Medical Governance
How protocols are created, reviewed, and maintained to ensure clinical safety.
Protocol Ownership and Medical Responsibility
All clinical protocols used in Digital Doctor are created and owned by Dr. Seneth Gajasinghe of Sineth Hospitals, Sri Lanka.
Dr. Seneth Gajasinghe holds medical responsibility for the clinical content of all protocols published on this platform. All additions, modifications, or removals of protocol content are subject to medical review and approval.
How Protocols Are Created
- Each protocol targets a specific symptom relevant to common minor illness in Sri Lankan adults.
- Protocols are based on established clinical principles, evidence-based medicine, and Sri Lanka-specific healthcare context.
- Every protocol follows the mandatory sequence: emergency screening → beyond-scope screening → symptomatic guidance.
- Emergency red-flag questions are drawn from standard clinical danger sign criteria for the relevant symptom.
- Beyond-scope criteria identify situations where self-care guidance is not safe.
- Treatment guidance uses generic medicine names and general safe principles suitable for self-care.

→ **DATA PROVIDED**

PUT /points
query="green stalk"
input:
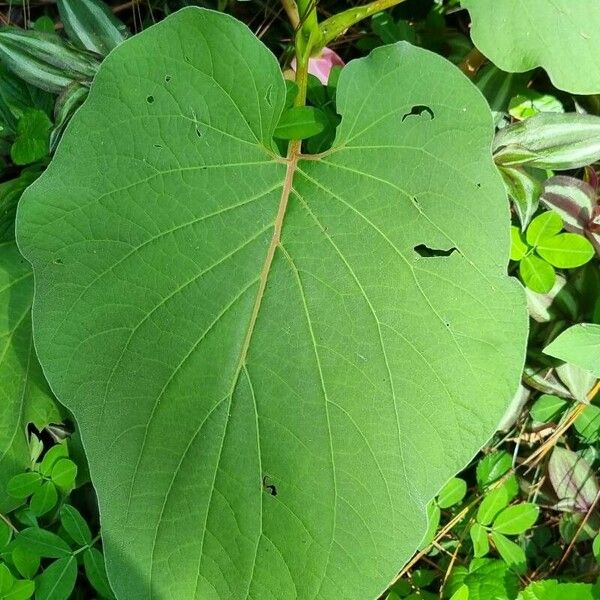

→ **WHAT IS EXPECTED**
Answer these questions from the medical governance text above.
1. Who creates and owns the clinical protocols used in Digital Doctor?
2. What mandatory sequence does every protocol follow?
3. What kind of medicine names does the treatment guidance use?

→ **RESPONSE**
1. Dr. Seneth Gajasinghe of Sineth Hospitals, Sri Lanka.
2. Emergency screening, then beyond-scope screening, then symptomatic guidance.
3. Generic medicine names.